[START OF Source]
I wrote following code to see how to use texture memory for 1D array.but tex1D function is not fetching the value from array for corresponding thread id.Please correct this code and tell me how to use texture memory for 1D array efficiently and effectively.
__global__ void sum(float *b,cudaTextureObject_t texObj)
{
b[threadIdx.x]=tex1D<float>(texObj,threadIdx.x);
//printf("\n%f\n",tex1Dfetch<float>(texObj,threadIdx.x));
}
int main()
{
float *a,*b;
float *d_a,*d_b;
int i;
a=(float*)malloc(sizeof(float)*5);
b=(float*)malloc(sizeof(float)*5);
for(i=0;i<5;i++)
a[i]=i;
cudaChannelFormatDesc channelDesc =cudaCreateChannelDesc(32, 0, 0, 0,cudaChannelFormatKindFloat);
cudaArray* cuArray;
cudaMallocArray(&cuArray, &channelDesc, 5, 0);
cudaMemcpyToArray(cuArray, 0, 0, a,sizeof(float)*5,cudaMemcpyHostToDevice);
struct cudaResourceDesc resDesc;
memset(&resDesc, 0, sizeof(resDesc));
resDesc.resType = cudaResourceTypeArray;
resDesc.res.array.array = cuArray;
struct cudaTextureDesc texDesc;
memset(&texDesc, 0, sizeof(texDesc));
texDesc.addressMode[0] = cudaAddressModeWrap;
texDesc.addressMode[1] = cudaAddressModeWrap;
texDesc.filterMode = cudaFilterModeLinear;
texDesc.readMode = cudaReadModeElementType;
texDesc.normalizedCoords = 1;
// Create texture object
cudaTextureObject_t texObj = 0;
cudaCreateTextureObject(&texObj, &resDesc, &texDesc, NULL);
cudaMalloc(&d_b, 5* sizeof(float));
sum<<<1,5>>>(d_b,texObj);
// Free device memory
cudaMemcpy(b,d_b,sizeof(float),cudaMemcpyDeviceToHost);
for(i=0;i<5;i++)
printf("%f\t",b[i]);
cudaDestroyTextureObject(texObj);
cudaFreeArray(cuArray);
cudaFree(d_b);
return 0;
}
[END OF Source]
Directives:
A) Decide whether each statement agrees with the texture memory post, and answer yes or no, quoting the words that settle it: (i) the texture's filter mode is set to linear; (ii) the kernel is launched with 10 threads; (iii) normalizedCoords is set to 0.
B) Reproduce everything in the texture memory post from "I wrote following" down to "efficiently and effectively.", keeping the wording unchanged.
The listing has nothing to do with the texture memory post.
[START OF Data extract]
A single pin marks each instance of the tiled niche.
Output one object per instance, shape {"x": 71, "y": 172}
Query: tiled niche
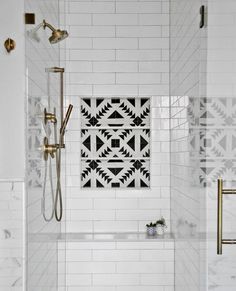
[END OF Data extract]
Outputs:
A)
(i) Yes: "texDesc.filterMode = cudaFilterModeLinear;"
(ii) No: "sum<<<1,5>>>(d_b,texObj);"
(iii) No: "texDesc.normalizedCoords = 1;"

B)
I wrote following code to see how to use texture memory for 1D array.but tex1D function is not fetching the value from array for corresponding thread id.Please correct this code and tell me how to use texture memory for 1D array efficiently and effectively.